[Your task]:
Out of all the lines below, count those with the word "high". Give the number only.

>>>

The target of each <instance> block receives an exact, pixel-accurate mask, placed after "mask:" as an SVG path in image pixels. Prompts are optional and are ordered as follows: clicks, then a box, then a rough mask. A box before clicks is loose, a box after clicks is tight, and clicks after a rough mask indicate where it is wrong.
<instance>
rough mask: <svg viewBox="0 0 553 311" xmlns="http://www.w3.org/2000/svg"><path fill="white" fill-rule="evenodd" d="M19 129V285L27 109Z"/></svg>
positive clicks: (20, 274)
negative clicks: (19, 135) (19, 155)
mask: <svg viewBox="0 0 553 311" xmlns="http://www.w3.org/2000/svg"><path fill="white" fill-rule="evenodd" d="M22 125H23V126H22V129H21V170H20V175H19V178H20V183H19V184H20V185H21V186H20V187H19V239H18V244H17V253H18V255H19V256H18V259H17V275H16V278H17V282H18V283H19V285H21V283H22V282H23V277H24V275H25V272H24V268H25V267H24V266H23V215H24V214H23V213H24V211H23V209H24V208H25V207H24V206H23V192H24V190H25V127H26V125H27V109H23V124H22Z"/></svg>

<<<
>>>

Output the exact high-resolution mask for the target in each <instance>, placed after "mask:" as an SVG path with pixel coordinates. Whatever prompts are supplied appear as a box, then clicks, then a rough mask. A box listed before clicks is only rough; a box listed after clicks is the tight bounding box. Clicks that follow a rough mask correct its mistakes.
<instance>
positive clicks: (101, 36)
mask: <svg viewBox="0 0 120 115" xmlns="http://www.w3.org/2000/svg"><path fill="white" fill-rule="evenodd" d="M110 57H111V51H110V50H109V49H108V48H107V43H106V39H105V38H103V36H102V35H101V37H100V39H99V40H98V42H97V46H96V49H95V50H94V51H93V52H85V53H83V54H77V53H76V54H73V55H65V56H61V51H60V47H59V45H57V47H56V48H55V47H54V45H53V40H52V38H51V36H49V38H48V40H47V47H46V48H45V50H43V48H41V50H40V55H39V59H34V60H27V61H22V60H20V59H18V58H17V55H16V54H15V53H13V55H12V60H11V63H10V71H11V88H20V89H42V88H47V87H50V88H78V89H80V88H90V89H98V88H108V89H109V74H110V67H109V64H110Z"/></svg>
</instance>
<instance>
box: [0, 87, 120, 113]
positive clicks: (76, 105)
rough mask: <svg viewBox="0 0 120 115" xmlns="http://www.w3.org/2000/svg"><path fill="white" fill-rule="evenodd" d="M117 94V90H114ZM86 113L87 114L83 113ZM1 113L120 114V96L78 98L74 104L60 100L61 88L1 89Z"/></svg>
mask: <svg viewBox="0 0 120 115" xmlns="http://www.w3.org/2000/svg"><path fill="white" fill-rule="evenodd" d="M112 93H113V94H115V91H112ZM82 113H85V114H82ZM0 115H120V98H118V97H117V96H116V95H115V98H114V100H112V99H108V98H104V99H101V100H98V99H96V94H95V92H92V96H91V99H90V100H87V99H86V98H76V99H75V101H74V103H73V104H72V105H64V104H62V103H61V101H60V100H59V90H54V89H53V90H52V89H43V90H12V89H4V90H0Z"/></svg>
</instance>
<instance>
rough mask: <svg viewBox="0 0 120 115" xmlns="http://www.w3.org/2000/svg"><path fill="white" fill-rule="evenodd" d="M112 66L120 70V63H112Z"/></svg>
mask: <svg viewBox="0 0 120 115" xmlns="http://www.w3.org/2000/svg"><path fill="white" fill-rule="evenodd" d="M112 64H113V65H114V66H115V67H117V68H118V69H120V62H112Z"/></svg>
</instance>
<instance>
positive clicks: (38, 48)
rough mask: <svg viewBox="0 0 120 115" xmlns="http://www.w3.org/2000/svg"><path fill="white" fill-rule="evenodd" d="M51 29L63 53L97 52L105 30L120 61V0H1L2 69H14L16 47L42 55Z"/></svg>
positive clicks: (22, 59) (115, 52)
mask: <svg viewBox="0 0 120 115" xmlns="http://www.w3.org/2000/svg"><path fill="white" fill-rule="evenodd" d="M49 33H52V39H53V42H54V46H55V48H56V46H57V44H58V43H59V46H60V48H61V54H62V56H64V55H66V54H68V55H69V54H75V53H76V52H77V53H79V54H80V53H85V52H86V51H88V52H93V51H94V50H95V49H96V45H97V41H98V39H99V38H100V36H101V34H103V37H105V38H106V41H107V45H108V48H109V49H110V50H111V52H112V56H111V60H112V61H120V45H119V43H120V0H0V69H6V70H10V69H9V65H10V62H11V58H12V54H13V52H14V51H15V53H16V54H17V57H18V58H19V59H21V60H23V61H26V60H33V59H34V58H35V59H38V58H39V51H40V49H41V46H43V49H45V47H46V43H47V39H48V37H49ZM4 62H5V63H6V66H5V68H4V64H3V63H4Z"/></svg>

<<<
>>>

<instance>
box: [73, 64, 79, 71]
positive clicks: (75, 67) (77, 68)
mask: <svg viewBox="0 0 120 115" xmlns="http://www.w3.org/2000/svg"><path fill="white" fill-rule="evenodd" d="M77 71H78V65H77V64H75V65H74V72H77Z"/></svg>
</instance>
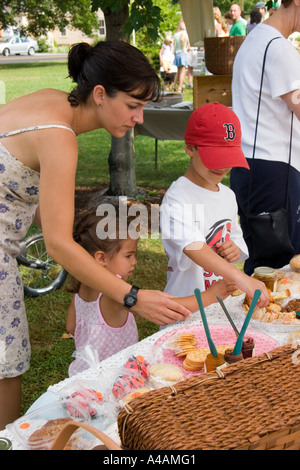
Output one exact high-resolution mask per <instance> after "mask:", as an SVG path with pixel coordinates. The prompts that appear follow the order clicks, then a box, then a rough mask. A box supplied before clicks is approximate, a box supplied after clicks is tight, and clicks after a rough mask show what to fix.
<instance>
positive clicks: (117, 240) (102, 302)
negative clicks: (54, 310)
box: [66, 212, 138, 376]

<<<

[Written response]:
2